*YOUR GOAL*
Copy exactly the lines from the one containing "Class, locate every instance of the pendant light shade" through the last line of the records below, both included, and leave out the pictures.

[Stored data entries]
......
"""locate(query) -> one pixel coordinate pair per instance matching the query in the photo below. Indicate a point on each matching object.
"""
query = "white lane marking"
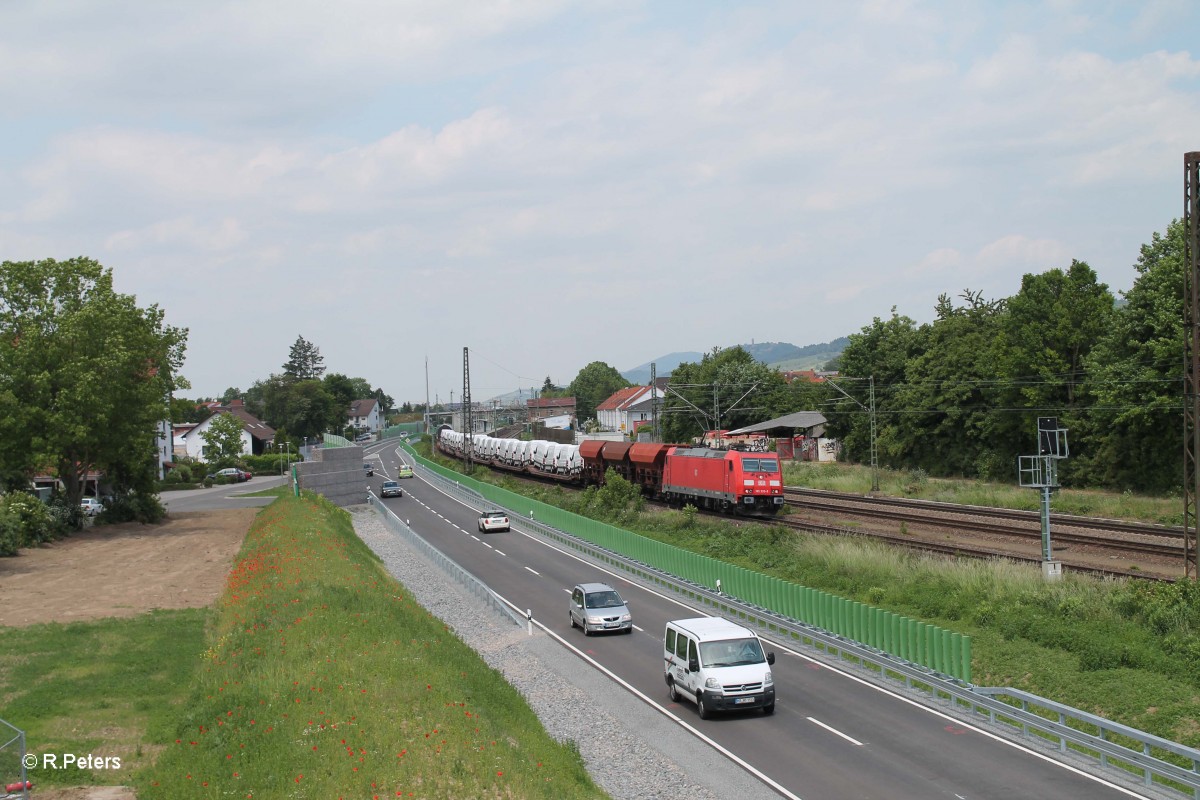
(834, 731)
(665, 711)
(833, 668)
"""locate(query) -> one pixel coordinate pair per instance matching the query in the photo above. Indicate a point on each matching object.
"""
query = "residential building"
(256, 434)
(628, 409)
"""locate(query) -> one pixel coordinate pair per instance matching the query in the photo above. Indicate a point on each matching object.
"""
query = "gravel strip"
(630, 750)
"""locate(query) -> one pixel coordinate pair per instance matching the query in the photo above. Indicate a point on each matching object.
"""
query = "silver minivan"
(599, 607)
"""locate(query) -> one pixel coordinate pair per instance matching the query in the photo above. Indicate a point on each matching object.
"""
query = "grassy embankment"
(1127, 650)
(322, 678)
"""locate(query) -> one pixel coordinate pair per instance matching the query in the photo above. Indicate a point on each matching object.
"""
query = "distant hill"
(780, 355)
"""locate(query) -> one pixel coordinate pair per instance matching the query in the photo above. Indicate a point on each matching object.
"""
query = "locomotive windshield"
(760, 464)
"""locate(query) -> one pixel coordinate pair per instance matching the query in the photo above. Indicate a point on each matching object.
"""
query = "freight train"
(715, 480)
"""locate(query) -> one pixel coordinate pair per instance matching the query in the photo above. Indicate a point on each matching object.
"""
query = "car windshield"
(731, 653)
(604, 600)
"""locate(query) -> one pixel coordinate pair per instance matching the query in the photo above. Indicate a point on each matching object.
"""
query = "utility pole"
(1041, 473)
(468, 423)
(427, 431)
(654, 402)
(870, 410)
(1191, 358)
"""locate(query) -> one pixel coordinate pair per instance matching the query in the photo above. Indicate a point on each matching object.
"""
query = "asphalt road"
(833, 734)
(232, 495)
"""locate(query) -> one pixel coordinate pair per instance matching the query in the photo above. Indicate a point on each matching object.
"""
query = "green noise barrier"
(939, 649)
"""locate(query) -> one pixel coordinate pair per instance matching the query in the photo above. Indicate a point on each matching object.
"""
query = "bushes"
(27, 522)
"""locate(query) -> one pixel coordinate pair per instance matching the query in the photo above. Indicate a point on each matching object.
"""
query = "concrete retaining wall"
(337, 474)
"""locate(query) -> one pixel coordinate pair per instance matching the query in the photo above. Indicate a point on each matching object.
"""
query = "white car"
(491, 521)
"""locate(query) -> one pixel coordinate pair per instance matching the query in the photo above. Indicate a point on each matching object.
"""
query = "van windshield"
(731, 653)
(604, 600)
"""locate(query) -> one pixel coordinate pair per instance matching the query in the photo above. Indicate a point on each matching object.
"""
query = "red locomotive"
(717, 480)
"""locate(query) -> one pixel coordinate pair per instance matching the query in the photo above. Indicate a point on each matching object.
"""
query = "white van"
(718, 665)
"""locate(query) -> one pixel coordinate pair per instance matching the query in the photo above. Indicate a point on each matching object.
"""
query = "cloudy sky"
(556, 182)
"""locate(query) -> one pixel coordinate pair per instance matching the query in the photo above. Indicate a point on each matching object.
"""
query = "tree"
(85, 376)
(304, 360)
(949, 391)
(187, 410)
(223, 440)
(727, 389)
(882, 352)
(304, 407)
(1134, 379)
(593, 385)
(345, 391)
(1049, 331)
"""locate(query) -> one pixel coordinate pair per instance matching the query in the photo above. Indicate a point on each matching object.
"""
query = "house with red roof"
(618, 413)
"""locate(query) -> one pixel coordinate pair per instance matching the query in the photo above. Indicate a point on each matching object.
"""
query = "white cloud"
(587, 157)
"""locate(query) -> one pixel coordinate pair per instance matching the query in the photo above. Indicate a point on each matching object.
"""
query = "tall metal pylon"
(1191, 356)
(468, 422)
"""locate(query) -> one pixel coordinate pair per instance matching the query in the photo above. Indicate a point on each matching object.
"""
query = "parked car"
(599, 607)
(491, 521)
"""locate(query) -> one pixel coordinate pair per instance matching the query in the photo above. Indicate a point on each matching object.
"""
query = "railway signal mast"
(1041, 471)
(1191, 358)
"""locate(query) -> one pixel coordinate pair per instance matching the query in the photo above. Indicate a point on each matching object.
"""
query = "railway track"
(1104, 547)
(987, 533)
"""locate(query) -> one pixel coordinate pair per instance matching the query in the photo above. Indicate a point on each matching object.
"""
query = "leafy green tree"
(727, 389)
(1134, 379)
(949, 394)
(187, 410)
(346, 390)
(881, 350)
(85, 376)
(593, 385)
(1049, 330)
(304, 407)
(304, 360)
(223, 440)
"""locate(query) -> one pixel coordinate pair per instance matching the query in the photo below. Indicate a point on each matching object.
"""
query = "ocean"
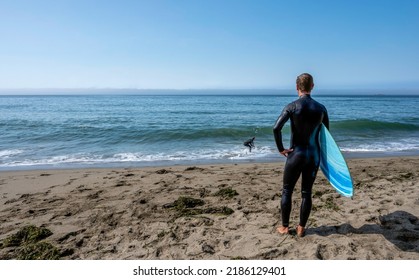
(187, 127)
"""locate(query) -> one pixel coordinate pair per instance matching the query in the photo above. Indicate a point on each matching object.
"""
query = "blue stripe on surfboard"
(333, 164)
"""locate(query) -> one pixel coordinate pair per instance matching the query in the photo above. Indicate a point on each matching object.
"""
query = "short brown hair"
(305, 82)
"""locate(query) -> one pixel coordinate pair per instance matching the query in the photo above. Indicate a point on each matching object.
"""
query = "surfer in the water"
(249, 143)
(303, 156)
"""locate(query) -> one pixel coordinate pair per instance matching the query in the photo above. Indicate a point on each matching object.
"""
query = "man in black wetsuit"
(250, 143)
(303, 156)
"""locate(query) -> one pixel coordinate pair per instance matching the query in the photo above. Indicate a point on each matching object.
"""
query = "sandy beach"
(227, 211)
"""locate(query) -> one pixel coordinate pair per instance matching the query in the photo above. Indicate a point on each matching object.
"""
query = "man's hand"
(286, 152)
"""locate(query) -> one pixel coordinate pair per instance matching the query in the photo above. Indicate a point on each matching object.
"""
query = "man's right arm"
(280, 122)
(326, 119)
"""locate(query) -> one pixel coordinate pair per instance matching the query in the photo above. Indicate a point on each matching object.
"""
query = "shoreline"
(157, 164)
(133, 213)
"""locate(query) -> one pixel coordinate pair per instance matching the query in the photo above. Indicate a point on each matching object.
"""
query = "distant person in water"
(303, 155)
(249, 143)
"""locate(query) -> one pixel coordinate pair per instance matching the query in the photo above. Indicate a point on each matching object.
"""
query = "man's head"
(305, 83)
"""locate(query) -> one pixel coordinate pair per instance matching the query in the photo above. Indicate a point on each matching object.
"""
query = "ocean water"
(130, 130)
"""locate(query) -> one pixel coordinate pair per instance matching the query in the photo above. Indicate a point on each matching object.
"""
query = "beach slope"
(227, 211)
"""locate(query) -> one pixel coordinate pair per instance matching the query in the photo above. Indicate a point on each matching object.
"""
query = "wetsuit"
(306, 116)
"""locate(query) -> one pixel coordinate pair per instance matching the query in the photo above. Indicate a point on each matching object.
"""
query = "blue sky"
(182, 44)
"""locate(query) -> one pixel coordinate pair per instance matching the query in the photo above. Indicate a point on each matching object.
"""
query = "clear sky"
(182, 44)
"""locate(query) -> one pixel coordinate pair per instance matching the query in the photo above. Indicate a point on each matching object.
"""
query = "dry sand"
(131, 213)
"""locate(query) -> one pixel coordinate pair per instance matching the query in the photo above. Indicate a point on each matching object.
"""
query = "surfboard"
(333, 164)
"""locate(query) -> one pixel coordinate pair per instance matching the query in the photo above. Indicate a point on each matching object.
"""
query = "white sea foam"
(10, 153)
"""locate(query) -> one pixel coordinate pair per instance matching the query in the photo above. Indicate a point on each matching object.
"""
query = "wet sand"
(227, 211)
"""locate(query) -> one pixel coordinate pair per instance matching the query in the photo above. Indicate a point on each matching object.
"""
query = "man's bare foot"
(300, 231)
(283, 230)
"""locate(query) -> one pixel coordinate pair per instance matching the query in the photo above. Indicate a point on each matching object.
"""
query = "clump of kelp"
(188, 206)
(226, 193)
(28, 244)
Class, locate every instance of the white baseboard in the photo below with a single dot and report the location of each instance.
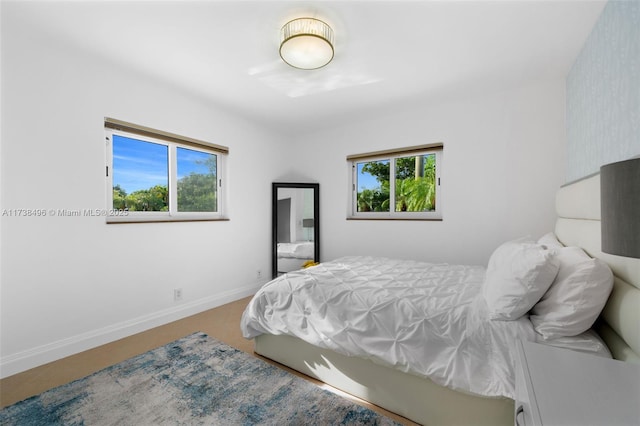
(40, 355)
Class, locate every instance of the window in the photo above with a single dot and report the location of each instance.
(397, 184)
(158, 176)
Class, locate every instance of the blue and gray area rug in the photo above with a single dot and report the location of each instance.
(196, 380)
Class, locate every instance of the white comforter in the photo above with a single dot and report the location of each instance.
(427, 319)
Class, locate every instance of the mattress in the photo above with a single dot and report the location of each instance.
(297, 250)
(426, 319)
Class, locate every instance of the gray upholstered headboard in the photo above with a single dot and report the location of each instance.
(578, 224)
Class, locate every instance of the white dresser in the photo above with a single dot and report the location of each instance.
(558, 387)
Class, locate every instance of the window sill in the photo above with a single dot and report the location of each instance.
(428, 219)
(163, 218)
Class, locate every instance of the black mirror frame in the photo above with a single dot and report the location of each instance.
(274, 220)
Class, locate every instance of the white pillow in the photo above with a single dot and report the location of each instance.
(576, 297)
(518, 274)
(550, 241)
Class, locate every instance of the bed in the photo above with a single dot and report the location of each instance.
(291, 256)
(390, 380)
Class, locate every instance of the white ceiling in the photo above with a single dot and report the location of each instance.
(387, 53)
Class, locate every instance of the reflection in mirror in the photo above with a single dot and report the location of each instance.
(295, 226)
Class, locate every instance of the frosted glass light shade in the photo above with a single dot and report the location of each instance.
(306, 43)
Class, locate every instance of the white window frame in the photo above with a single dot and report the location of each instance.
(391, 155)
(173, 215)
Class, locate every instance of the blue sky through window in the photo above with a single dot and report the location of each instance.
(141, 165)
(367, 180)
(138, 164)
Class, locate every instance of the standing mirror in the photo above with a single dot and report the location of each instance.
(296, 231)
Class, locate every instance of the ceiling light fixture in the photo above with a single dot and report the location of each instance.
(306, 43)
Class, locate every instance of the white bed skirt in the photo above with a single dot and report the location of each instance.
(411, 396)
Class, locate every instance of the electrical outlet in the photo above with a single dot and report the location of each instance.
(177, 294)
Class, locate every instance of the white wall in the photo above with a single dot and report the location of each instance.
(503, 162)
(69, 283)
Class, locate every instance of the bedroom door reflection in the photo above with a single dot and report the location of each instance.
(295, 226)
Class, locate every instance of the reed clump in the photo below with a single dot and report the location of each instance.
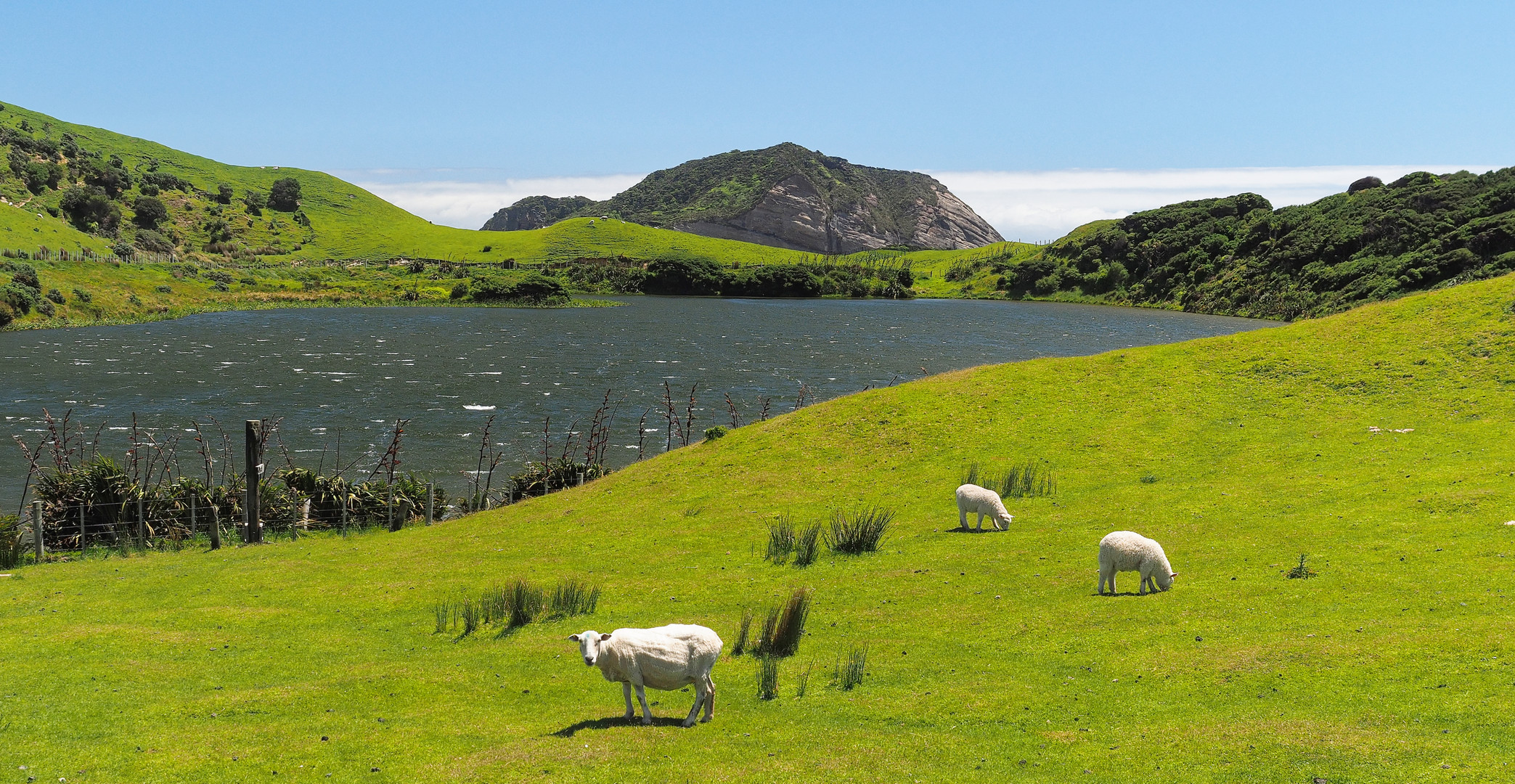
(767, 677)
(784, 625)
(806, 544)
(859, 531)
(514, 605)
(849, 671)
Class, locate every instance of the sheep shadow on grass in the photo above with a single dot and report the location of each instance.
(616, 721)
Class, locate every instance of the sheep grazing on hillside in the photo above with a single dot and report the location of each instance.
(666, 657)
(982, 501)
(1124, 551)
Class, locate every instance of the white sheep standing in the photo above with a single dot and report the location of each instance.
(664, 657)
(982, 501)
(1126, 551)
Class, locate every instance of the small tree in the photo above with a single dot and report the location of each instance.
(255, 202)
(285, 195)
(150, 211)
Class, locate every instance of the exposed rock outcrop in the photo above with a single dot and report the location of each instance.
(793, 197)
(535, 213)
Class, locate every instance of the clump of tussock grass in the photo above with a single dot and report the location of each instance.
(784, 625)
(1028, 481)
(767, 677)
(806, 544)
(526, 605)
(744, 633)
(859, 531)
(470, 616)
(514, 607)
(1300, 571)
(849, 674)
(573, 598)
(780, 540)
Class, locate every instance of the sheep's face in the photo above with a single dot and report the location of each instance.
(589, 645)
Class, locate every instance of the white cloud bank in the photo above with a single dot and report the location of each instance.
(1021, 205)
(467, 203)
(1046, 205)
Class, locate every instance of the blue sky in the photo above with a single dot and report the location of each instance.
(499, 91)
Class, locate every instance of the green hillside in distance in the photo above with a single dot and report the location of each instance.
(782, 196)
(1373, 441)
(1240, 257)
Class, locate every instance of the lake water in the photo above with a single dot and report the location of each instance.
(355, 370)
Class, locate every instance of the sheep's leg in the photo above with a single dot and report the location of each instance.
(641, 696)
(699, 700)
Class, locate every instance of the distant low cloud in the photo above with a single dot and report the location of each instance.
(1021, 205)
(1046, 205)
(467, 202)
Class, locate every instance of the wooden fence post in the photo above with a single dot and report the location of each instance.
(253, 454)
(37, 530)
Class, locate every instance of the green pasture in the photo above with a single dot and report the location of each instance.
(991, 657)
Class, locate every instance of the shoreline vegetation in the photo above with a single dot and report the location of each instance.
(75, 197)
(1373, 440)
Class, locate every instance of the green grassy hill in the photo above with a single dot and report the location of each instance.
(285, 258)
(1374, 441)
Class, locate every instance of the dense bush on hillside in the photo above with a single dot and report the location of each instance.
(150, 211)
(285, 195)
(1237, 255)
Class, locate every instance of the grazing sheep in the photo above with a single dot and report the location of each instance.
(664, 657)
(1124, 551)
(982, 501)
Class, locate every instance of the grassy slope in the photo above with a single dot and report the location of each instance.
(987, 650)
(346, 224)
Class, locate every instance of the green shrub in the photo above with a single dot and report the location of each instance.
(153, 242)
(285, 195)
(150, 211)
(531, 290)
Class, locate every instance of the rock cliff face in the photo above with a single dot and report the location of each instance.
(535, 213)
(793, 197)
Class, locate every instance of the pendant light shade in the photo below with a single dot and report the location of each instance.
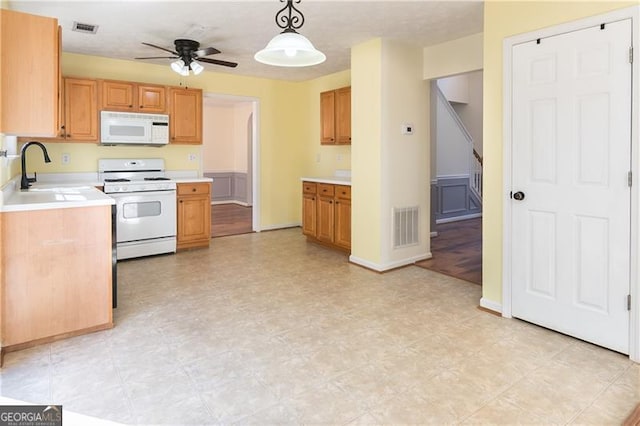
(289, 48)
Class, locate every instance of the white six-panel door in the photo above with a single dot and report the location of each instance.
(571, 143)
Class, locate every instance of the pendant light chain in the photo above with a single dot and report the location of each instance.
(286, 19)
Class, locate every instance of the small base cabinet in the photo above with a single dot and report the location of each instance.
(326, 214)
(56, 279)
(194, 215)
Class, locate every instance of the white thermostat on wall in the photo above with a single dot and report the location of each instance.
(407, 129)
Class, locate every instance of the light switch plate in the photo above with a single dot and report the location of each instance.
(407, 129)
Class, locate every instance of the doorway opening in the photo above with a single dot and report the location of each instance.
(230, 158)
(456, 177)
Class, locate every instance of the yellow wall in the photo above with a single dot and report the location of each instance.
(405, 158)
(501, 20)
(366, 146)
(453, 57)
......
*RESULT FOR THIS EXERCISE*
Class, locate every instance of the pendant light shade in the photo below with a single dot and report the location of each instance.
(289, 48)
Class, locate every instance of the white six-panel door in the photo above with a single dot and report the location of each instance.
(571, 143)
Class, locate every instance of the pendant light chain in the photo above with a single dot and report the location of each instance.
(286, 19)
Class, locate every instance of the small base cabinet in the photo above with a single dot and report the location of each instance.
(326, 214)
(56, 279)
(194, 215)
Class, locate every instance of the white thermostat on wall in the photo above with a single dot and report the location of each instance.
(407, 129)
Class, locate every instance of the light switch plate in the photo above with a single dot and report the location of each instance.
(407, 129)
Class, locate every instance of the doorway opening in the photo above with a single dot and report the location of each instance.
(230, 158)
(456, 177)
Class, locate every instance of the yellow wall in the photo above with a single dot and report the location of each instance.
(405, 158)
(501, 20)
(366, 146)
(453, 57)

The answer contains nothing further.